Prompt — All of the entries are to be restated word for word.

☆ ☆ ☆ ☆ ☆

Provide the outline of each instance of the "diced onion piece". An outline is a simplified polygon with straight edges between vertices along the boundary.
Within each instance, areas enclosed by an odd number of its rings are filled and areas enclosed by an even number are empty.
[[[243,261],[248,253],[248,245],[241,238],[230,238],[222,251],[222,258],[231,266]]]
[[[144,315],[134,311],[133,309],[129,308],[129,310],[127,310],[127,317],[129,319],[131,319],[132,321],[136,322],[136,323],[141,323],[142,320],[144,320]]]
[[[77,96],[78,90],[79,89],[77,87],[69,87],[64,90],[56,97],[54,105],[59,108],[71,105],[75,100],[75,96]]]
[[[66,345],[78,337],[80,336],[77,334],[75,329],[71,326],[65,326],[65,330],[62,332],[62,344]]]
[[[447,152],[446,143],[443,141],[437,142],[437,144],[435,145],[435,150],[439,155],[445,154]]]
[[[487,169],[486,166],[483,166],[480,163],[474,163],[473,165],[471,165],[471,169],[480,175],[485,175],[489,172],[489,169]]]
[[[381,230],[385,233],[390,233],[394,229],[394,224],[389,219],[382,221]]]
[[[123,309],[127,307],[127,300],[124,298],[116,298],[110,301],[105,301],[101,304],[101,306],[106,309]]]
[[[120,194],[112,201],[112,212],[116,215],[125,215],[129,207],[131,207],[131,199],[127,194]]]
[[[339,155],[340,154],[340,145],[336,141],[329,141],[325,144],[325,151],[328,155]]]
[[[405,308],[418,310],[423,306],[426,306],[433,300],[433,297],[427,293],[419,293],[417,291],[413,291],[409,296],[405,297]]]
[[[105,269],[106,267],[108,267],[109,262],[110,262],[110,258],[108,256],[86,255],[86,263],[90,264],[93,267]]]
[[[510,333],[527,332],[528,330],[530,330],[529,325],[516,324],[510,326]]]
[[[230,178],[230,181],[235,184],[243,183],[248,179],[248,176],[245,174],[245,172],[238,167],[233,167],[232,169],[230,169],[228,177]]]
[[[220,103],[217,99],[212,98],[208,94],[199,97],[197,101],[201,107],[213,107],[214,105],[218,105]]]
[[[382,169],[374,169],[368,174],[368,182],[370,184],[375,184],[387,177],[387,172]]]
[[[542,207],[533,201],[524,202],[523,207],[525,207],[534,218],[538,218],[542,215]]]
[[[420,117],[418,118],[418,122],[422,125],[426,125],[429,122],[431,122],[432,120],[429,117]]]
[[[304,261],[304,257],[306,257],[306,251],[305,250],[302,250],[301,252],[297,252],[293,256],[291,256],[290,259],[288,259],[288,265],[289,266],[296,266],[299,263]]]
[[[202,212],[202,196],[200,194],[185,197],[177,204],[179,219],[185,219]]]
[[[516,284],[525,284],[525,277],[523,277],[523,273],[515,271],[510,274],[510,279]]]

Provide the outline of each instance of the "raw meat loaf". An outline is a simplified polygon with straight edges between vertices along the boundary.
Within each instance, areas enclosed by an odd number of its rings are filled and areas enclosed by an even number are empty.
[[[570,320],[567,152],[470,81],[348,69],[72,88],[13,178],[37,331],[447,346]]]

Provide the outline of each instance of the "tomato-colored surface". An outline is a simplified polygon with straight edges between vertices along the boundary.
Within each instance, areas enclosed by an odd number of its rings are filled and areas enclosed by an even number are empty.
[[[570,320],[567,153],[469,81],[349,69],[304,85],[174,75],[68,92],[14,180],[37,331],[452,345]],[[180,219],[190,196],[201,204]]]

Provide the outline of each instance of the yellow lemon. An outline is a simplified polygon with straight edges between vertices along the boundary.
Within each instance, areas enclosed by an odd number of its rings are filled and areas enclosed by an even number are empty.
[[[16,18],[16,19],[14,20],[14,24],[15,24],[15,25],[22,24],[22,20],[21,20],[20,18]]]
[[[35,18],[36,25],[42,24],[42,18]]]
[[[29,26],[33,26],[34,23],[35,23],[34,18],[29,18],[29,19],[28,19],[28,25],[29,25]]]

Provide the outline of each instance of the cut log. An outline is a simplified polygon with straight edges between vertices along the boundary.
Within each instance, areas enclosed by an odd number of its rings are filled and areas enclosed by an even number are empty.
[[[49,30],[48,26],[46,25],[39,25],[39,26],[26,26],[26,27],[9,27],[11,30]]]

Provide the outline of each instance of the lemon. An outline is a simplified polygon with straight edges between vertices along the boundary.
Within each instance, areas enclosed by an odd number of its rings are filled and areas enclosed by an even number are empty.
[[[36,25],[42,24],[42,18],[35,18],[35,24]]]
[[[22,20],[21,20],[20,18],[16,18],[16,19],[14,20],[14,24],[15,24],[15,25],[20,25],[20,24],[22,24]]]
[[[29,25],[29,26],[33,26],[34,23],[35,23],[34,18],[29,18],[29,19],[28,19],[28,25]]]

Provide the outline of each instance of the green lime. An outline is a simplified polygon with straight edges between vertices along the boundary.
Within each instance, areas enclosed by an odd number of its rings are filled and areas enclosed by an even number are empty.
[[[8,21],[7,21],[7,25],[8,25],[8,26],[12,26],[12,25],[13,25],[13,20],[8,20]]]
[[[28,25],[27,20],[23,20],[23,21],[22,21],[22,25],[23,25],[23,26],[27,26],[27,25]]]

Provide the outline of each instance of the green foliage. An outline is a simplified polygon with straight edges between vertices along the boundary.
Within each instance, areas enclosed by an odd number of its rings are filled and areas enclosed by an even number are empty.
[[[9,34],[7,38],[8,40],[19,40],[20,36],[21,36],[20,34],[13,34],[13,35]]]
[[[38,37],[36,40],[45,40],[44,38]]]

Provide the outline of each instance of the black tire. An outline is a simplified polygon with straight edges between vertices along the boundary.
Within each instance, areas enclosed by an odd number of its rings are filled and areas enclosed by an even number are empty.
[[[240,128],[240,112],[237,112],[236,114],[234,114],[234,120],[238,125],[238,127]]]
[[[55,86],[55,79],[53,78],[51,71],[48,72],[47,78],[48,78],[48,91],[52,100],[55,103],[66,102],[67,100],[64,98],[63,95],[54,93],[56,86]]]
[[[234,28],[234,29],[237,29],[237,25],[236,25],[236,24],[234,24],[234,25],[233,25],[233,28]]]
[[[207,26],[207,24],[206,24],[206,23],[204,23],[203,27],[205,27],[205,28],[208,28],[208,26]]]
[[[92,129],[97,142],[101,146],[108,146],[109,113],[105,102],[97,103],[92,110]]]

☆ ☆ ☆ ☆ ☆

Solution for this task —
Provide the outline of each instance of the "diced onion piece". An outline is a simplified polygon with straight edges between vertices along the boundary.
Within each instance, areas enclosed by an odd number of its rings are filled and areas enclosed by an even number are empty.
[[[243,261],[248,253],[248,245],[241,238],[230,238],[222,251],[222,258],[231,266]]]
[[[144,315],[134,311],[133,309],[129,308],[129,310],[127,310],[127,317],[129,319],[131,319],[132,321],[136,322],[136,323],[141,323],[142,320],[144,320]]]
[[[77,96],[78,90],[79,89],[77,87],[69,87],[64,90],[56,97],[54,105],[59,108],[71,105],[75,100],[75,96]]]
[[[66,345],[78,337],[80,336],[77,334],[75,329],[71,326],[65,326],[65,330],[62,332],[62,344]]]
[[[447,152],[446,143],[443,141],[437,142],[437,144],[435,145],[435,150],[439,155],[445,154]]]
[[[487,169],[486,166],[483,166],[480,163],[474,163],[473,165],[471,165],[471,169],[480,175],[485,175],[489,172],[489,169]]]
[[[381,230],[385,233],[390,233],[394,229],[394,224],[389,219],[382,221]]]
[[[123,309],[127,307],[127,300],[124,298],[116,298],[110,301],[105,301],[101,304],[101,306],[106,309]]]
[[[120,194],[112,201],[112,212],[116,215],[125,215],[129,207],[131,207],[131,199],[127,194]]]
[[[339,155],[340,154],[340,145],[336,141],[329,141],[325,144],[325,151],[328,155]]]
[[[405,308],[418,310],[423,306],[426,306],[433,300],[433,297],[427,293],[419,293],[417,291],[413,291],[409,296],[405,297]]]
[[[105,269],[106,267],[108,267],[109,262],[110,262],[110,258],[108,256],[86,255],[86,263],[90,264],[93,267]]]
[[[510,333],[527,332],[528,330],[530,330],[529,325],[516,324],[510,326]]]
[[[230,178],[230,181],[235,184],[243,183],[248,179],[248,176],[245,174],[245,172],[238,167],[233,167],[232,169],[230,169],[228,177]]]
[[[220,103],[217,99],[212,98],[208,94],[199,97],[197,101],[201,107],[213,107],[214,105],[218,105]]]
[[[382,169],[374,169],[368,174],[368,182],[370,184],[375,184],[387,177],[387,172]]]
[[[542,207],[533,201],[524,202],[523,207],[525,207],[534,218],[538,218],[542,215]]]
[[[420,117],[418,118],[418,122],[422,125],[426,125],[429,122],[431,122],[432,120],[429,117]]]
[[[304,261],[304,257],[306,257],[306,251],[305,250],[302,250],[301,252],[297,252],[293,256],[291,256],[290,259],[288,259],[288,265],[289,266],[296,266],[299,263]]]
[[[202,212],[202,196],[200,194],[185,197],[177,204],[179,219],[185,219]]]
[[[516,284],[525,284],[525,277],[523,277],[523,273],[515,271],[510,274],[510,279]]]

Provide the outline of each instance of the "raw meat loaf". An outline is a simplified polygon with straight edges between vertices along the boundary.
Within each instance, areas enclosed by an odd number of its rings are filled and areas enclosed by an even number are empty.
[[[570,320],[567,152],[470,81],[348,69],[72,88],[13,178],[37,331],[447,346]]]

Provide the outline of each instance of the "tomato-colored surface". An outline is a simplified polygon with straight edges between vertices along the boundary.
Within each instance, areas enclosed by an odd number of its rings are filled and areas enclosed by an even number are empty.
[[[570,320],[567,153],[469,81],[349,69],[304,85],[174,75],[68,92],[14,180],[37,331],[452,345]],[[180,219],[190,196],[201,204]]]

Provide the outline of each instance of the yellow lemon. An outline is a simplified polygon with straight edges between vertices along the boundary.
Within each instance, areas enclosed by an odd number of its rings are filled and areas enclosed by an even number are empty.
[[[16,18],[16,19],[14,20],[14,24],[15,24],[15,25],[22,24],[22,20],[21,20],[20,18]]]
[[[35,18],[36,25],[42,24],[42,18]]]
[[[29,26],[33,26],[34,23],[35,23],[34,18],[29,18],[29,19],[28,19],[28,25],[29,25]]]

Provide the outline of each instance of the cut log. An outline is a simplified polygon with straight edges between vertices along the boundary.
Within each instance, areas enclosed by an odd number of its rings are filled and areas enclosed by an even number are empty.
[[[49,30],[48,26],[46,25],[39,25],[39,26],[26,26],[26,27],[9,27],[11,30]]]

Provide the outline of each instance of the lemon. An outline is a simplified polygon with straight edges between vertices along the boundary.
Within each instance, areas enclosed by an odd number of its rings are filled and areas enclosed by an even number are empty.
[[[36,25],[42,24],[42,18],[35,18],[35,24]]]
[[[22,20],[21,20],[20,18],[16,18],[16,19],[14,20],[14,24],[15,24],[15,25],[20,25],[20,24],[22,24]]]
[[[29,25],[29,26],[33,26],[34,23],[35,23],[34,18],[29,18],[29,19],[28,19],[28,25]]]

Provide the outline of each instance of the green lime. An outline is a simplified polygon with straight edges between vertices along the boundary.
Within each instance, areas enclosed by an odd number of its rings are filled and areas enclosed by an even number are empty.
[[[8,21],[7,21],[7,25],[8,25],[8,26],[12,26],[12,25],[13,25],[13,20],[8,20]]]
[[[28,25],[27,20],[23,20],[23,21],[22,21],[22,25],[23,25],[23,26],[27,26],[27,25]]]

Provide the outline of each instance of the green foliage. An outline is a simplified polygon with straight edges between vertices along the boundary.
Within each instance, areas enclosed by an odd number of its rings are filled and areas enclosed by an even number are empty.
[[[9,34],[7,38],[8,40],[19,40],[20,36],[21,36],[20,34],[13,34],[13,35]]]
[[[38,37],[36,40],[45,40],[44,38]]]

Provide the outline of each instance of the black tire. An outline is a simplified polygon with straight edges between vertices along the boundary.
Within each instance, areas enclosed by an odd number of its rings are filled and areas enclosed by an even number are empty.
[[[240,128],[240,112],[237,112],[236,114],[234,114],[234,120],[238,125],[238,127]]]
[[[55,86],[55,79],[53,78],[51,71],[48,72],[47,78],[48,78],[48,91],[52,100],[55,103],[66,102],[67,100],[64,98],[63,95],[54,93],[56,86]]]
[[[234,28],[234,29],[237,29],[237,25],[236,25],[236,24],[234,24],[234,25],[233,25],[233,28]]]
[[[207,26],[207,24],[206,24],[206,23],[204,23],[203,27],[205,27],[205,28],[208,28],[208,26]]]
[[[92,129],[97,142],[101,146],[108,146],[109,113],[105,102],[97,103],[92,110]]]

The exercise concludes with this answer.